Text block:

Scientists in Santa Barbara County have identified 50 cases of COVID-19 variants of concern among county residents, including the West Coast and U.K. variants, as they work to stay ahead of virus spread in the community.
According to the Centers for Disease Control, several variants of the SARS-CoV-2 virus have been discovered as the virus has grown and adapted over the past year.
Among these, the B.1.1.7 (UK), B.1.351 (South Africa), CAL.20C (West Coast) and P.1 (Brazil) variants have been identified as variants of concern due to traits like increased resistance to vaccines and higher probabilities of transmission and death.
To keep the spread of variant and non-variant cases under control, county Health Officer Dr. Henning Ansorg urged residents to continue pursuing vaccines, adding that the county is in the process of vaccinating over 9,000 residents in a weeklong clinic at the Dick DeWees Community and Senior Center in Lompoc.
"Be advised that the vaccine is incredibly effective against these mutations, and the more people are vaccinated, the less the virus can spread," he said.
According to county public health data through the end of March, sequence testing of 111 positive COVID-19 samples has identified 37 cases of the West Coast variant since November, and 13 cases of the U.K. variant since February among Santa Barbara County residents.
The majority of confirmed variant cases were identified by local surveillance projects like the Variant Task Team, a research partnership between Santa Barbara Cottage Hospital and the UCSB's diagnostics lab, according to county data.

Provided data:
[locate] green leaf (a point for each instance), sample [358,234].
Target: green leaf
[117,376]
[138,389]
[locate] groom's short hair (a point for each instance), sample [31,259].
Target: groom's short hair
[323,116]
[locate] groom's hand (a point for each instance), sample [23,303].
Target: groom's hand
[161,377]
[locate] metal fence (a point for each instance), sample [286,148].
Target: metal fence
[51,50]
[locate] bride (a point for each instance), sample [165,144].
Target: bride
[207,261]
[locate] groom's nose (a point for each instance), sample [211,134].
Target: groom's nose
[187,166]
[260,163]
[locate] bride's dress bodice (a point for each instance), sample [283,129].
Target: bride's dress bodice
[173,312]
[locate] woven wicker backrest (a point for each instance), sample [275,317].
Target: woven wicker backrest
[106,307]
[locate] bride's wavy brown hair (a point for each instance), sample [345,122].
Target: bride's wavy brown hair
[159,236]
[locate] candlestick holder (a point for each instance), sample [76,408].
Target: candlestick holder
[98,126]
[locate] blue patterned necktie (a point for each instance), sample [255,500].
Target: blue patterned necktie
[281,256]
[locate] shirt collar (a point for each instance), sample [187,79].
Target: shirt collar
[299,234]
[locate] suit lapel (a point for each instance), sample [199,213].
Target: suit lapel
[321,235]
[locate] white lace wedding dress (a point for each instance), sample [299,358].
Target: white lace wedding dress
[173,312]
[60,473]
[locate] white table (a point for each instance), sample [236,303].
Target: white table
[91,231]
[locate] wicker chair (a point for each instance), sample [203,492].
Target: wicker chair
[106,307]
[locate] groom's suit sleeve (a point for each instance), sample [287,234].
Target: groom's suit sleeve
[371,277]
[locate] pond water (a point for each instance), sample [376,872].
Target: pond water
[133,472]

...

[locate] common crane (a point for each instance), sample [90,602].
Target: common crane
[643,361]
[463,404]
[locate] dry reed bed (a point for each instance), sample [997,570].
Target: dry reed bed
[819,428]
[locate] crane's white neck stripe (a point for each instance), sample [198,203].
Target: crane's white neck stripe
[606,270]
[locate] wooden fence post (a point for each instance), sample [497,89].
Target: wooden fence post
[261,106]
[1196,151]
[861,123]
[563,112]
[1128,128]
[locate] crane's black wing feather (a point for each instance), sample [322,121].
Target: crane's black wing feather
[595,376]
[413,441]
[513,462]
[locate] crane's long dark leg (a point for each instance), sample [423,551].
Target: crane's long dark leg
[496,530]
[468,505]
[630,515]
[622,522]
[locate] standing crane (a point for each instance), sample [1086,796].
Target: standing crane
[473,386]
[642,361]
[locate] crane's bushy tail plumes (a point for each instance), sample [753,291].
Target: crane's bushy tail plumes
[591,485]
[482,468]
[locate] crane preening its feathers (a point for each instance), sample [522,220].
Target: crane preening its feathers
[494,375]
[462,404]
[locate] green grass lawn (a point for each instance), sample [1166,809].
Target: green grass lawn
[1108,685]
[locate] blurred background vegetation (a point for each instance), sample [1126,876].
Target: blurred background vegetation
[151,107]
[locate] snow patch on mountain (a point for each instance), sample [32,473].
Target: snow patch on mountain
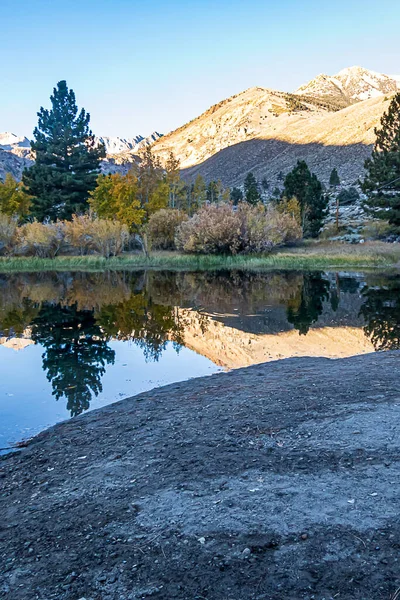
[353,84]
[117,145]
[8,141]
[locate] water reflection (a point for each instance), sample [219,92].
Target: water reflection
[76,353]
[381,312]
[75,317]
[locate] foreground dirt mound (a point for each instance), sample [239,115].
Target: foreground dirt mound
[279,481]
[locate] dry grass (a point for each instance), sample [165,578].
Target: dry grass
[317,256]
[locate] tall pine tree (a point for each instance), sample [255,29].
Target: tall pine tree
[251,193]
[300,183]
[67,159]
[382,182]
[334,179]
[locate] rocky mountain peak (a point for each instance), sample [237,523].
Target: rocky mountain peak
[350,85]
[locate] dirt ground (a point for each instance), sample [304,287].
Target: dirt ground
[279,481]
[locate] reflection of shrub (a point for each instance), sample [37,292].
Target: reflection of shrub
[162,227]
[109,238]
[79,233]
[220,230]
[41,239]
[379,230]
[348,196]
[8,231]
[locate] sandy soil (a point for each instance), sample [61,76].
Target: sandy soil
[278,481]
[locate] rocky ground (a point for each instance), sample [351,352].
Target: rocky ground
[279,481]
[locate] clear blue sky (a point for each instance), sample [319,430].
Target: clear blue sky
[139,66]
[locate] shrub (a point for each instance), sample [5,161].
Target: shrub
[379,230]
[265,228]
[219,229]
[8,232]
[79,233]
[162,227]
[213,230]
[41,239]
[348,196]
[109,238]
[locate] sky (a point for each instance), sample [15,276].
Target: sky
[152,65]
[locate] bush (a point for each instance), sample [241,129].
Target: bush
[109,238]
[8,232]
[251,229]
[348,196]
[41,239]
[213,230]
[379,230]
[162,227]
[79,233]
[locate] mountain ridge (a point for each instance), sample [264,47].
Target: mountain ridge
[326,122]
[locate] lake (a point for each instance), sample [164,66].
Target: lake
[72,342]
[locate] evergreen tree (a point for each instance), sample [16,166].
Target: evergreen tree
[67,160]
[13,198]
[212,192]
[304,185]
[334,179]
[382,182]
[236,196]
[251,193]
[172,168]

What you need to do:
A) List every SARS-CoV-2 variant that the COVID-19 variants article names as a variant of concern, with the place name it gives each one.
B) From the COVID-19 variants article, extract the passage starting at "According to the" and ending at "the past year.".
C) According to the COVID-19 variants article, why were certain variants identified as variants of concern?

Task-by-task solutions:
A)
- B.1.1.7 (UK)
- B.1.351 (South Africa)
- CAL.20C (West Coast)
- P.1 (Brazil)

B)
According to the Centers for Disease Control, several variants of the SARS-CoV-2 virus have been discovered as the virus has grown and adapted over the past year.

C) They have traits such as increased resistance to vaccines and higher probabilities of transmission and death.